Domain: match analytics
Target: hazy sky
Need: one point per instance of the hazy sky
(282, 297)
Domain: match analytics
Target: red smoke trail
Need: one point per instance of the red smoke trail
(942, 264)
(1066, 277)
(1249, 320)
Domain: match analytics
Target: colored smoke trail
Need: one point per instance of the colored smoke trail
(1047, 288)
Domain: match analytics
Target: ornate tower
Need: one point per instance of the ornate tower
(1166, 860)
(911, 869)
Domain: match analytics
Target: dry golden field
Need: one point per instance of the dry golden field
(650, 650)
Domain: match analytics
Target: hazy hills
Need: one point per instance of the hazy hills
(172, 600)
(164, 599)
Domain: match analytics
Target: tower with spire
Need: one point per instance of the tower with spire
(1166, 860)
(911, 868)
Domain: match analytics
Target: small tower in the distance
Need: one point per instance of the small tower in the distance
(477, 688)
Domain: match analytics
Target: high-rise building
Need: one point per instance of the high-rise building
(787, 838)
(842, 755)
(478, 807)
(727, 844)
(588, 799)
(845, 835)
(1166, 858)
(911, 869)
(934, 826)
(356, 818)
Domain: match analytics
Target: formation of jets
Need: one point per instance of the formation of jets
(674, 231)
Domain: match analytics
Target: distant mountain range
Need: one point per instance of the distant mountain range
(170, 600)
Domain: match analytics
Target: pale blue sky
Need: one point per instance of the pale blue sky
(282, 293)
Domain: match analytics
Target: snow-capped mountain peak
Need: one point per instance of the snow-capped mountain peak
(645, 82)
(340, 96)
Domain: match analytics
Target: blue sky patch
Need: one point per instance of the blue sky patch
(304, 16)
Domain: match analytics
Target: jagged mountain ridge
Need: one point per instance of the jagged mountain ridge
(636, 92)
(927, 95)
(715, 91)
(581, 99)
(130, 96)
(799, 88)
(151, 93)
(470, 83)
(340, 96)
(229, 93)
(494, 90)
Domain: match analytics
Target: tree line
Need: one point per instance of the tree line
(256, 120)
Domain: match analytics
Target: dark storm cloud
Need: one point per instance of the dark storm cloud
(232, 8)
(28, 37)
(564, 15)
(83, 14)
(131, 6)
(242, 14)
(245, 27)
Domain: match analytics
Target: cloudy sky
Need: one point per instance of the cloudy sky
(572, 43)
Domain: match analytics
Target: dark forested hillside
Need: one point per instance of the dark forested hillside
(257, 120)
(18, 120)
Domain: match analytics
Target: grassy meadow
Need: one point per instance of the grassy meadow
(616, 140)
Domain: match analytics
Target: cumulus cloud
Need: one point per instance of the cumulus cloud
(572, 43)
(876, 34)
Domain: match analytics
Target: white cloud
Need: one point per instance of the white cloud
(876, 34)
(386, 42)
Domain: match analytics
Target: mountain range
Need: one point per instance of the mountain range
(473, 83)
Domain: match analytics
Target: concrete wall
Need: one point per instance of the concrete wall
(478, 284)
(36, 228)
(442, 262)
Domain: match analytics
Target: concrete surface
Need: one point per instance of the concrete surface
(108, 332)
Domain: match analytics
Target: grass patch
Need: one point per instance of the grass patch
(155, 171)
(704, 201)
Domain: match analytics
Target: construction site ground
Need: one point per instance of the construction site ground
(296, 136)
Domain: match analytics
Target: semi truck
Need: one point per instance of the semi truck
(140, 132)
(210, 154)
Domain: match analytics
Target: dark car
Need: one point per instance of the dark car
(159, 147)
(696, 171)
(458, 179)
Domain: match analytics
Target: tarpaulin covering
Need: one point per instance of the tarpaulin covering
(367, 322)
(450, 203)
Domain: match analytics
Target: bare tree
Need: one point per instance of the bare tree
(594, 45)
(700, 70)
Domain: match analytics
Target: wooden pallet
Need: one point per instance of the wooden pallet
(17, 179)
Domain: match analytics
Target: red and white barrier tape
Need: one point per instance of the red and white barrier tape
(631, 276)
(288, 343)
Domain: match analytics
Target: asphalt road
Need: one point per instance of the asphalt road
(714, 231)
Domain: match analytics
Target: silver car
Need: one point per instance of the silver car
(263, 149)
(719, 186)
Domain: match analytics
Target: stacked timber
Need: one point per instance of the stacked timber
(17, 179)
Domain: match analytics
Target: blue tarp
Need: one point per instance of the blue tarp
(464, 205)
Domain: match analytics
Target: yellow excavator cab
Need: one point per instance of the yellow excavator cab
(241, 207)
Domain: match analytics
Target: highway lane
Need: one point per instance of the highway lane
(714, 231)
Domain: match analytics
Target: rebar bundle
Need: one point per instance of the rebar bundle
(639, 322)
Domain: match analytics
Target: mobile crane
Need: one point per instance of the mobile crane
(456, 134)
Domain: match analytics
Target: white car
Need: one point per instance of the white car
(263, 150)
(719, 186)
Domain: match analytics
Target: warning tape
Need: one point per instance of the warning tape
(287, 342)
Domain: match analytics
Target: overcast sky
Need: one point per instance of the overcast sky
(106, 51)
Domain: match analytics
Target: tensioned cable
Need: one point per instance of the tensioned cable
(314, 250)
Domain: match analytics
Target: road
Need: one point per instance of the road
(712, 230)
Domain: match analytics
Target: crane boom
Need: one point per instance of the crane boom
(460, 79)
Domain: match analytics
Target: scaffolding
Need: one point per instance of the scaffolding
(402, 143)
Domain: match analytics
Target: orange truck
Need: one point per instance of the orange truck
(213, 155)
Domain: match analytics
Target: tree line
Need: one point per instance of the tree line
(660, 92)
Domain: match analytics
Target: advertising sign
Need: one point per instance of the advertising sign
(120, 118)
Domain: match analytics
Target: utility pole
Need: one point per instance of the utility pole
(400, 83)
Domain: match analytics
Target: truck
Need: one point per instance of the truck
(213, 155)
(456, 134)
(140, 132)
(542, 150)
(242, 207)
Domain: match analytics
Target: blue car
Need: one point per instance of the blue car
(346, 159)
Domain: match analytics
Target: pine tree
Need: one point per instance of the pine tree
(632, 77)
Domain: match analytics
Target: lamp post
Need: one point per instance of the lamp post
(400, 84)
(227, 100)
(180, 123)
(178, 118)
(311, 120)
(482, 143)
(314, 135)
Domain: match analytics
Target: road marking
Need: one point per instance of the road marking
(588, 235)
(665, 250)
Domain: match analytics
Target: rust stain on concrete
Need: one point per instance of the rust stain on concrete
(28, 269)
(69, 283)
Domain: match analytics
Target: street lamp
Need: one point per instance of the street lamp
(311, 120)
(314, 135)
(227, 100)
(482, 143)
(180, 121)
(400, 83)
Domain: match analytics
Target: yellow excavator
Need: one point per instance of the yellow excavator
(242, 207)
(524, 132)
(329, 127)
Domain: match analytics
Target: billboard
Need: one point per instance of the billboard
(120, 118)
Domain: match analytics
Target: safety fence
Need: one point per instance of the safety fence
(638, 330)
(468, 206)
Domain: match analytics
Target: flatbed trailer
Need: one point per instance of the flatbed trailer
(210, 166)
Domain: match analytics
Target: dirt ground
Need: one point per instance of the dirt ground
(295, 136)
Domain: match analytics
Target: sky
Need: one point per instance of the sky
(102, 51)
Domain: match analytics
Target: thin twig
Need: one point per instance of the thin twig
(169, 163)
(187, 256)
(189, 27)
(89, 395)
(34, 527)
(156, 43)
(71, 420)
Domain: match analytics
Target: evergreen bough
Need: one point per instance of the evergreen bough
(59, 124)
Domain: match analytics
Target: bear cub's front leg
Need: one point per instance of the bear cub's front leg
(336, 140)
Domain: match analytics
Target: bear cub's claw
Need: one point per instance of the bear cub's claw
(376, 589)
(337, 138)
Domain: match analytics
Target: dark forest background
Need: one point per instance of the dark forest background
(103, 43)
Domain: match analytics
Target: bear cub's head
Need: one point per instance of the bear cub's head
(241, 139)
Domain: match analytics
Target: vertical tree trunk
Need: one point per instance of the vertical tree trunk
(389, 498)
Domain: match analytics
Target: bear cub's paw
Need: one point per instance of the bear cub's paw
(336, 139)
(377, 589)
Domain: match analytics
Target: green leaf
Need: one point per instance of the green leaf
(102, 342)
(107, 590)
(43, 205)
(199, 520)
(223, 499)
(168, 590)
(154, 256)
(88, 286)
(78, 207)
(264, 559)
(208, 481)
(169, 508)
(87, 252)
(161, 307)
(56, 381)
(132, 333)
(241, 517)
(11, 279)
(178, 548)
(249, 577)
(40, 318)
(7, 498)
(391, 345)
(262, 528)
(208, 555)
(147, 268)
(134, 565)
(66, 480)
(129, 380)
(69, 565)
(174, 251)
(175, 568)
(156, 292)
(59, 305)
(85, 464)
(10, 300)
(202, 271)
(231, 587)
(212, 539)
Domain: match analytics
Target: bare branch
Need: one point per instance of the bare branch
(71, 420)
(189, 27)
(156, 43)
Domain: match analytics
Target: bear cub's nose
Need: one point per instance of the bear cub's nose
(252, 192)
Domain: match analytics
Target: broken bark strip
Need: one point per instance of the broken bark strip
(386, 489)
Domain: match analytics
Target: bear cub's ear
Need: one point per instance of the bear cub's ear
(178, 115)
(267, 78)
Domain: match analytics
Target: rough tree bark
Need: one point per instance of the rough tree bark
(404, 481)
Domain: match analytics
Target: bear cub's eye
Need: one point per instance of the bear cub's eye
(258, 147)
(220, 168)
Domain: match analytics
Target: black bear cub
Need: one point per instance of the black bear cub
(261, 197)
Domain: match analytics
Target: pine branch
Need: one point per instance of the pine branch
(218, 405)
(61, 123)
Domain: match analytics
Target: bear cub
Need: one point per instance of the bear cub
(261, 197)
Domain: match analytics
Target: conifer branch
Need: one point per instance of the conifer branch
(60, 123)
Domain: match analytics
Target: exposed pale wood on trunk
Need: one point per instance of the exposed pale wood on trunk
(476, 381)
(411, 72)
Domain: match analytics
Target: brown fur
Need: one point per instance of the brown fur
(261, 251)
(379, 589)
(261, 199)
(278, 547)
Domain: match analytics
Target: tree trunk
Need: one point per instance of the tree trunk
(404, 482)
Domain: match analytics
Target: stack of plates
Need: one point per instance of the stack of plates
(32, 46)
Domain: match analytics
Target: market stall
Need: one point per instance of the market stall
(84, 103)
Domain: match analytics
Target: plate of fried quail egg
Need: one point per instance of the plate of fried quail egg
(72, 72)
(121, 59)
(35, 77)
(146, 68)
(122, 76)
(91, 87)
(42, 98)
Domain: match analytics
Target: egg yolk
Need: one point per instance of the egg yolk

·····

### Exercise details
Extract each line above that contains the string "pallet". Matching is case-sensitive.

### Exercise answer
Target: wooden pallet
Need: one point per instance of the wooden pallet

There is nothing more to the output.